> Trecho selecionado:

++++++++++++++++++++

Em grandes galpões, pedaços de tecidos e madeiras se transformam em móveis e estofados. Sacos plásticos de diversos tamanhos são reciclados, e chapas feitas com caixas de leite viram ecopontos. O cenário, que lembra o interior de uma fábrica, fica dentro do Complexo Prisional de Canoas, considerado referência em ressocialização de presos no Rio Grande do Sul. Cerca de 900 presos trabalham diariamente no local, seja pela remição de pena ou para aprender uma nova função, de olho em uma futura fonte de sustento fora das grades.
Nesta quinta-feira (27), GZH circulou pelo complexo, que engloba as penitenciárias estaduais de Canoas 2, 3 e 4. O local abriga 2.380 presos. Entre os que exercem atividade laboral, 700 atuam nas chamadas ligas (que são como grupos) internas não remuneradas, responsáveis por tarefas de cozinha geral, faxina, manutenção e outros setores. Outros 210 trabalham de forma remunerada, com contratos firmados com alguma das 14 empresas parceiras do local – há inclusive empresas que produzem somente com mão de obra prisional.
No caso da Eloah Nissi, que atua com móveis e estofados, o negócio é comandado por quem já conheceu o sistema de perto. Adriano Azeredo de Medeiros, 51 anos, cumpriu três anos de pena em regime fechado, nas casas prisionais em Osório e São Jerônimo, e mais seis no semiaberto. Quando terminou de cumprir a detenção, passou a trabalhar com estofados junto de um amigo. Pouco depois, comprou a empresa, que atualmente, tem 18 funcionários dentro do complexo prisional.
Toda fabricação da Eloah Nissi é feita na penitenciária, desde o tratamento da madeira até os acabamentos nos tecidos. O empresário acompanha de perto a produção e faz com que o mesmo apenado passe por todas as etapas de produção, para que se torne um "profissional mais completo".
No espaço, há apenados que cometeram diferentes tipos de crimes, mas Medeiros entende que a ressocialização tem de ser uma possibilidade para todos que buscam outras alternativas de futuro.
— Se a gente focar somente no crime cometido pela pessoa, podemos acabar descartando alguém que seria um ótimo profissional. Eu penso assim: a Justiça já condenou eles, o meu papel aqui é dar um trabalho, mostrar que há outro caminho. E para o preso estar aqui, trabalhando, passou por todo um processo, se adaptou, tem bom comportamento, então com certeza já repensou (o que fez), já é outra pessoa — analisa.

++++++++++++++++++++

> Informações exibidas:
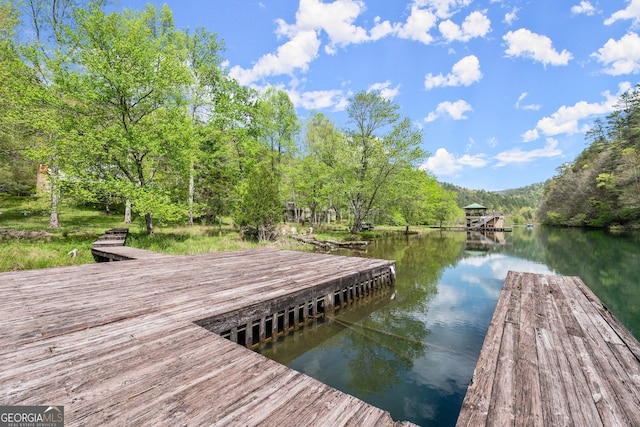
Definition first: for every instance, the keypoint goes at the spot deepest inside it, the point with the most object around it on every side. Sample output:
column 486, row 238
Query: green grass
column 27, row 242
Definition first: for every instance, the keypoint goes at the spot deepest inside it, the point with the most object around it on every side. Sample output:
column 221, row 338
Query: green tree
column 48, row 54
column 204, row 100
column 260, row 208
column 17, row 173
column 128, row 90
column 378, row 146
column 278, row 125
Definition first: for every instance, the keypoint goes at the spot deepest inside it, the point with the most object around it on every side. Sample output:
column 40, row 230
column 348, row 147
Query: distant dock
column 554, row 356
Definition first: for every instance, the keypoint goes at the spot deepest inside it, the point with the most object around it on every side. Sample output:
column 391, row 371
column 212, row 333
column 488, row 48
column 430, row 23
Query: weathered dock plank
column 554, row 355
column 120, row 344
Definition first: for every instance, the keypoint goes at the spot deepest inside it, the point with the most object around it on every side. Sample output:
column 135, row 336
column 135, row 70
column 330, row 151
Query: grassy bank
column 27, row 242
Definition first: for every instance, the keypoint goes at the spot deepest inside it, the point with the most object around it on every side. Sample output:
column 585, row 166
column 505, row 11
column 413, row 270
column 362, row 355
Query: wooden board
column 117, row 343
column 554, row 355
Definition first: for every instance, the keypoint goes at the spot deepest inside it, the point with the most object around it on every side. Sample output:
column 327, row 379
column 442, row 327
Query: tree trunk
column 54, row 219
column 127, row 212
column 191, row 192
column 149, row 223
column 54, row 189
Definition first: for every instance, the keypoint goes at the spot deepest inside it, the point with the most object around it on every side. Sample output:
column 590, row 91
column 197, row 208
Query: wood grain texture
column 554, row 356
column 117, row 343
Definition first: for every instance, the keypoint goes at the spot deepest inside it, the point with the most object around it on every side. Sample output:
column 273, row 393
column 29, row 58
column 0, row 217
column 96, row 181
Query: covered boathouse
column 477, row 218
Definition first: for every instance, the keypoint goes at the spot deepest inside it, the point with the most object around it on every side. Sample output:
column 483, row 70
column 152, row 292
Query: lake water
column 413, row 352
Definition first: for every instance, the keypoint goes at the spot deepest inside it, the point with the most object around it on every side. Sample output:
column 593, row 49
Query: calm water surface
column 413, row 352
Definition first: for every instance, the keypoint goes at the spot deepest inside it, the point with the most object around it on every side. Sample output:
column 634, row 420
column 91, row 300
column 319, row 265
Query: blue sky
column 504, row 90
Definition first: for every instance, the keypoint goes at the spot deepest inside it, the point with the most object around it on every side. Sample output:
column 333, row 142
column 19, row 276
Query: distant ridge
column 508, row 201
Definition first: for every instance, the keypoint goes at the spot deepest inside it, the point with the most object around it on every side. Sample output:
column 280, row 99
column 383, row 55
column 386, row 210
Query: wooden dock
column 554, row 356
column 120, row 343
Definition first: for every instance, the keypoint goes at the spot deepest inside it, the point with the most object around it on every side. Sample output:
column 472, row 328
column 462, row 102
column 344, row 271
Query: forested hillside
column 520, row 203
column 601, row 188
column 126, row 111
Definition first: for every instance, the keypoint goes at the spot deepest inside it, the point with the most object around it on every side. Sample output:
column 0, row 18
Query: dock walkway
column 120, row 344
column 554, row 356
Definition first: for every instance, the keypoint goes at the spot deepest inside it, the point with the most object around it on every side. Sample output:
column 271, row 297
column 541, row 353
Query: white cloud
column 295, row 54
column 463, row 73
column 443, row 8
column 477, row 161
column 319, row 99
column 524, row 43
column 566, row 120
column 444, row 163
column 622, row 56
column 511, row 17
column 475, row 25
column 385, row 90
column 585, row 7
column 418, row 25
column 303, row 44
column 381, row 29
column 335, row 18
column 519, row 106
column 518, row 155
column 455, row 109
column 632, row 11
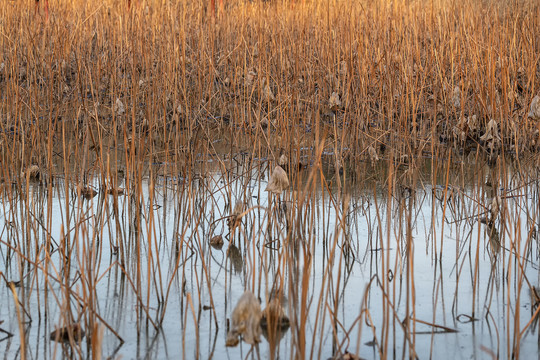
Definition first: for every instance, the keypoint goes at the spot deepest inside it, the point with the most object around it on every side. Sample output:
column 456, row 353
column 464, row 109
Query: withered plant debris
column 279, row 181
column 245, row 321
column 63, row 334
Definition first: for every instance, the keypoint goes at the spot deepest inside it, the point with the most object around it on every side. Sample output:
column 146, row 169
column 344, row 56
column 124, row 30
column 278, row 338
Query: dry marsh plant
column 364, row 171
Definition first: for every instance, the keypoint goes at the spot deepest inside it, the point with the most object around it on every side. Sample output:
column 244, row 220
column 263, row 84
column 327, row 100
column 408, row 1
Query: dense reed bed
column 137, row 144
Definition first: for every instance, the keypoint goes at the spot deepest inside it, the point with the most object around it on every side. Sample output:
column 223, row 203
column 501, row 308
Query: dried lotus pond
column 281, row 179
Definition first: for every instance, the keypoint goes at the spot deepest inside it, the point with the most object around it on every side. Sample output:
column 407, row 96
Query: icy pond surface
column 442, row 264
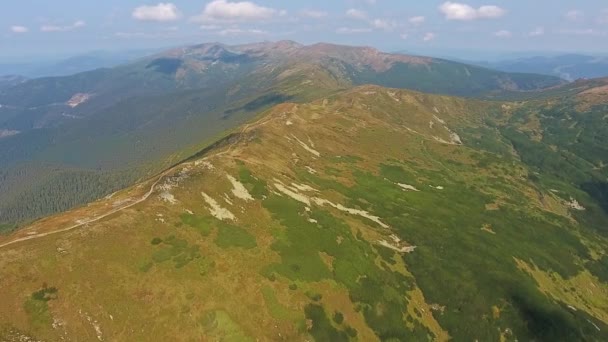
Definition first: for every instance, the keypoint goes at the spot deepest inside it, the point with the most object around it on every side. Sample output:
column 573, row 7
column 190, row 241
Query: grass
column 37, row 309
column 202, row 224
column 229, row 236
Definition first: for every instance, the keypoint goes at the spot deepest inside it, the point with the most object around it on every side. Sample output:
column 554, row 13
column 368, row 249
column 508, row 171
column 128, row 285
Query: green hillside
column 101, row 130
column 367, row 214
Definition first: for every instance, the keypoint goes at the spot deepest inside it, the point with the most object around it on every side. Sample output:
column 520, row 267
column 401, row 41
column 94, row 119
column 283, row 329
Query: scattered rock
column 239, row 190
column 216, row 210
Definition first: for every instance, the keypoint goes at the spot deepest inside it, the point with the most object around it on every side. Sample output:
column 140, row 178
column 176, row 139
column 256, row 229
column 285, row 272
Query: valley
column 366, row 214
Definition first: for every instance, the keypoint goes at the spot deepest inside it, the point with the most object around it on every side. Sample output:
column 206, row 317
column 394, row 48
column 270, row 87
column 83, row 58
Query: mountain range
column 92, row 133
column 276, row 191
column 570, row 67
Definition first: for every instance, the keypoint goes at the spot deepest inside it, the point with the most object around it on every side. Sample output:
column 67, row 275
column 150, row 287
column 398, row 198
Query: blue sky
column 63, row 27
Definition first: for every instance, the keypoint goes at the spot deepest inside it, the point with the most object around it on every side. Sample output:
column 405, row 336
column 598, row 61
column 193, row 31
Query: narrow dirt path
column 126, row 206
column 95, row 219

++++++++++++++++++++

> Requisitos do exercício:
**A.** Enumere os materiais que, segundo o primeiro parágrafo do texto sobre o trabalho prisional em Canoas, são transformados ou reciclados no complexo.
**B.** Prossiga o texto sobre o trabalho prisional em Canoas a partir da última fala de Medeiros.
As linhas vêm de uma fonte distinta da do texto sobre o trabalho prisional em Canoas.

> Respostas por tarefa:
**A.** Pedaços de tecidos, madeiras, sacos plásticos e caixas de leite.

**B.**
O empresário afirma que o retorno é satisfatório: somente cabeceiras, produz 110 ao dia. Há 12 anos no mercado, ele vende diretamente a lojistas de diferentes cidades do Estado e alguns do Uruguai. Mas há outro tipo de "conquista", até mais significativa, diz. Medeiros explica que um dos objetivos da empresa é direcionar os funcionários para alguma vaga de trabalho quando deixarem a penitenciária:
— Tenho dois homens que trabalharam aqui dentro comigo e hoje estão em prisão domiciliar, com tornozeleiras. Eu os contratei para fazer as entregas, conseguimos autorização para circularem no horário de trabalho. Um deles atua há mais de um ano nessa função. Também tenho ex-funcionários daqui que hoje são gerentes em empresas em Três Passos e até no Paraná. É muito bom a gente ver esse retorno.
O empresário conta ainda que vai todos os dias no espaço e consegue conversar e conhecer os apenados, o que ajuda a, depois, orientá-los para vagas que se encaixem nos perfis:
— Não troco o grupo aqui por um na rua. Quem vem aqui vem para trabalhar, não tem distração, são disciplinados, se agarram nessa oportunidade. Não fico um dia sem vir aqui, não é só meu trabalho, é minha paixão.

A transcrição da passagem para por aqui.